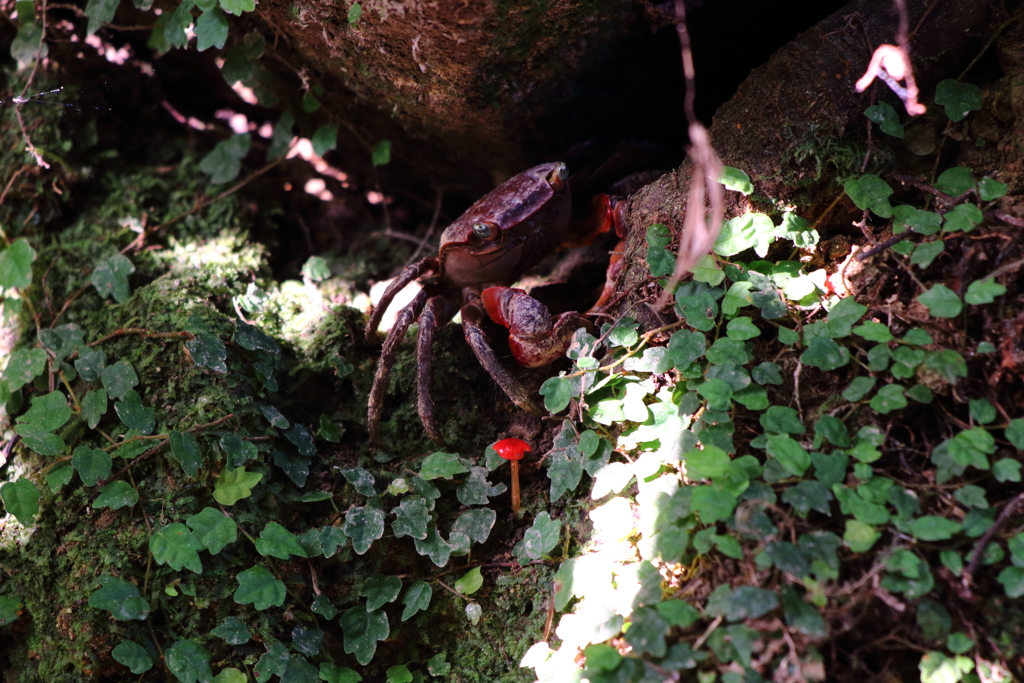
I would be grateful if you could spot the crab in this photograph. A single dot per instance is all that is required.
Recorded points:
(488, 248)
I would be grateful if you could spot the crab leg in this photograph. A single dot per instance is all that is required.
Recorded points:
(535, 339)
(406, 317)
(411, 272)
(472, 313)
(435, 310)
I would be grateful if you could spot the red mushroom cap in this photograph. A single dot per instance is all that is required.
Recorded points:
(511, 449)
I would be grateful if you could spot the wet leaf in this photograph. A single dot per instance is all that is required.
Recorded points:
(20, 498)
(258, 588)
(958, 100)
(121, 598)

===

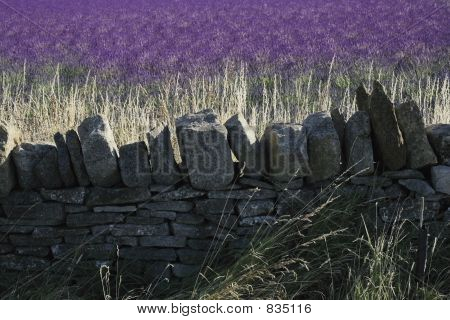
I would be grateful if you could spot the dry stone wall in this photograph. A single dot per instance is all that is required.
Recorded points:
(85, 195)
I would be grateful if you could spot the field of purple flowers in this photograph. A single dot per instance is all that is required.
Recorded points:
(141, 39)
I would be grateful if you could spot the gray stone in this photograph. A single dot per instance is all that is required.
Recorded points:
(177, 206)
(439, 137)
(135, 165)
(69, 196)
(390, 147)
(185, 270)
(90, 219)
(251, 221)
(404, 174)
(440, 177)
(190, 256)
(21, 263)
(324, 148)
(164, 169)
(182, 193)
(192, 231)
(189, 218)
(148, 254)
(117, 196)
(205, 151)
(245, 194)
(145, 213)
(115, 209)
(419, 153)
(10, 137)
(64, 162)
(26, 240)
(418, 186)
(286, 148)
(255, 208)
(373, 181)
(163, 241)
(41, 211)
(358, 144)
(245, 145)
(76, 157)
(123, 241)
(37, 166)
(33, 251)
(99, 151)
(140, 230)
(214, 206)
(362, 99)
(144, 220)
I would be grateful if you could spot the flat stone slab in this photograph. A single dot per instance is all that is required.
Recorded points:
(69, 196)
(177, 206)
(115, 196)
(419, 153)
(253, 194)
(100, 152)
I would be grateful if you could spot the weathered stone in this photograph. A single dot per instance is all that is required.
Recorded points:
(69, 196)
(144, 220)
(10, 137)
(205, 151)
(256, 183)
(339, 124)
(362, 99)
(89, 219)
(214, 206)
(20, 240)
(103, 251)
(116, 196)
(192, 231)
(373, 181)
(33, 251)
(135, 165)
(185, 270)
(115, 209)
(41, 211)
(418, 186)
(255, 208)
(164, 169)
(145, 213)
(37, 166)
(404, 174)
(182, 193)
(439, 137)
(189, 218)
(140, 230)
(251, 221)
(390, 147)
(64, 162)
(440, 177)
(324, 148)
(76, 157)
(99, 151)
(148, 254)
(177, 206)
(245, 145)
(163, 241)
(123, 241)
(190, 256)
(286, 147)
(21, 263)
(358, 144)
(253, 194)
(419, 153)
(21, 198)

===

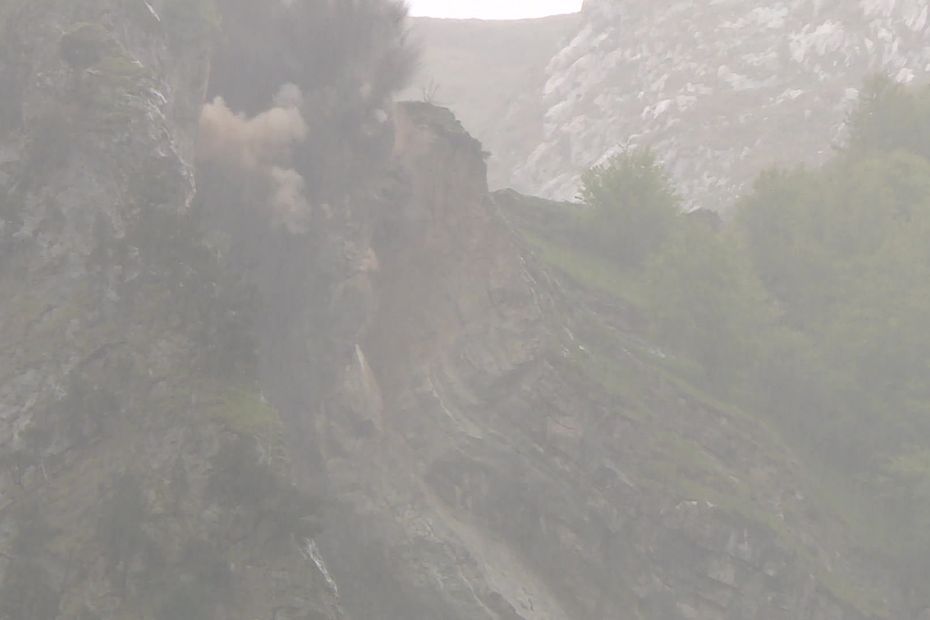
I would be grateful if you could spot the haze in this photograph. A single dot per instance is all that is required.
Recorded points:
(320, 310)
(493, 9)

===

Copy the lines above exactly, beginning at the line that has "I would be grateful if you could spot the crab in" and stopping after the line that has "I would be grateful if you could spot the crab leg", and omit the rest.

I would be grateful if you could spot the crab in this photograph. A single dot per instance is all that is required.
Recorded points:
(488, 248)
I would be grateful if you could spot the crab leg in this photograph. A single dot per instance is all that is required.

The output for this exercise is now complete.